Directions:
1. Answer these questions from the passage on base compositions and fermentation:
(a) What is given as an illustrative solid medium?
(b) Which disaccharide sugar is named as an example?
(c) What do "live yeasts" often form when they ferment sugar?
2. List every acid that the passage on base compositions and fermentation names as produced by the homofermentative conversion of sugar by "live bacteria."
3. Resume the passage on base compositions and fermentation, picking up after its final sentence.
(Beginning of Page excerpt)
The term “base” or the phrases “base ingredient” or “base composition” refer to a composition produced when a “starter culture” has been inoculated into or onto a medium that provides the necessary nutrient-rich environment where the “live yeast” and/or “live bacteria” of the “starter culture” is processed and/or grown in order to result in a larger culture. The base composition of the present disclosure comprises, consists essentially of, or consists of the starter culture before or after the fermentation process (e.g., pre-fermentation or post-fermentation), as described herein. To produce the “base composition, the “starter culture” may be inoculated onto a solid medium or liquid medium. An illustrative solid medium may include a piece of fruit.

The medium upon which the “starter culture” is inoculated may also be a liquid, such as water. An illustrative liquid medium of the present disclosure is sugar water, juice, or syrup (e.g., fruit and/or vegetable juice or syrup). In one embodiment, the liquid medium may comprise, consist essentially of, or consist of a carbon source.

The carbon source of the liquid medium may include, but is not limited to a disaccharide sugar or a monosaccharide sugar. An illustrative disaccharide sugar of the present disclosure includes, but is not limited to sucrose. An illustrative monosaccharide sugar of the present disclosure includes, but is not limited to glucose, fructose, or combinations thereof.

In the same or a different embodiment as that comprising a carbon, the liquid medium of the may also comprise, consist essentially of, or consist of a nitrogen source. Illustrative embodiments of nitrogen sources of the present disclosure include, but are not limited to a form of nutritive yeast and/or a yeast extract.

In addition to the carbon and nitrogen sources, the starter culture of the present disclosure may further comprise a mineral source. An illustrative mineral source of the present disclosure includes, but is not limited to a form of nutritive minerals, such as crude minerals or refined minerals.

Once inoculated into the medium, the “starter culture” may be metabolized and/or processed, such as by the process of fermentation. Generally, “fermentation” refers to the general process by which microorganisms (e.g., yeast and/or bacteria) are grown on a growth medium. Fermentation typically occurs under “anaerobic conditions” in the environment and/or atmosphere, and often produces a specific chemical compound and/or product at the end of the process. Notably, fermentation of the “starter culture” of the present disclosure typically produces an exemplary “base composition” or “base ingredient” of the present disclosure.

In the present disclosure, the term “fermentation” generally refers to the metabolic process where carbohydrates, such as sugars, are metabolized by “live yeasts” and/or “live bacteria” and converted into acids, gases, and/or alcohols. For example, fermentation of sugar by “live yeasts” often results in the formation of alcohols, such as ethanol. “Live bacteria,” excluding heterofermentative “live bacteria,” are generally unable to metabolize sugars in a way that converts the sugars to ethanol. However, homofermentative “live bacteria” are able to convert sugar to acid, rather than alcohol, and may also be comprised in the “base composition” or “base ingredient” of the present disclosure. Illustrative acids produced by the homofermentative conversion of sugar by “live bacteria” include, but are not limited to lactic acid, acetic acid, gluconic acid, citric acid, succinic acid, and others.
(End of Page excerpt)
(Beginning of The data)
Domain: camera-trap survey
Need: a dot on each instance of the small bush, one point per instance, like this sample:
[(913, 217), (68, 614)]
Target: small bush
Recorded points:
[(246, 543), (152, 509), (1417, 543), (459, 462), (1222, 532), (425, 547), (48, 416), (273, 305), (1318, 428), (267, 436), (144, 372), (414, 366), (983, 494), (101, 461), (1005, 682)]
(End of The data)
Answer section:
1.
(a) A piece of fruit.
(b) Sucrose.
(c) Alcohols, such as ethanol.

2. Lactic acid, acetic acid, gluconic acid, citric acid, succinic acid

3.
While the process of fermenting kefir grains and cultures with “live yeasts” has been known and utilized in the art for years, the current process of fermenting kefir grains has proven difficult to standardize and/or replicate the amount or concentration of kefir grains in the base composition. In addition, the standard fermentation process of kefir grains makes it extremely challenging to control batch-to-batch and/or lot-to-lot production variation of the base composition, which is required for manufacturing and retail of commercial nutritional products, such as food and/or beverage products, comprising the base composition. However, the methods of making and using the non-dairy fermented water kefir base composition of the present disclosure provide the ability to control the process outcomes, including the exclusion of the use of water kefir grains, that are used to culture a base composition of the present disclosure as well as nutritional products (e.g., food and/or beverage products) comprising the base composition. Thus, in an exemplary embodiment of the present methods of making and using the non-dairy fermented water kefir base composition of the present disclosure, no (i.e., 0%) water kefir grains are used or employed.

“Optional” or “optionally” refers to a circumstance in which the subsequently described event or circumstance may or may not occur, and that the description includes instances where the event or circumstance occurs and instances in which it does not. “Optionally” is inclusive of embodiments in which the described condition(s) are present and embodiments in which the described condition(s) are not present.

The term “pasteurization” or “pasteurizing” refers to a process where a composition (e.g., the mash, base, food and/or beverage compositions of the present disclosure) are heat treated in order to eliminate and/or kill pathogenic microorganisms and other undesired organisms, including but not limited to bacteria, fungi, viruses, and/or yeast. Heat may be directly and/or indirectly applied to the composition via any heat source means sufficient to kill pathogens, including but not limited to a heater, a heat exchanger (e.g., a plate heat exchanger), hot water, steam, etc. Typically, pasteurizing a composition involves treating with heat such that the composition is sterilized and/or sanitized by logarithmically destroying and/or inactivating microbial organisms that contribute to spoilage and/or degradation. Therefore, pasteurizing a composition also comprises a thermal inactivation process that often helps to increase the shelf life and/or storage life of the treated composition or product.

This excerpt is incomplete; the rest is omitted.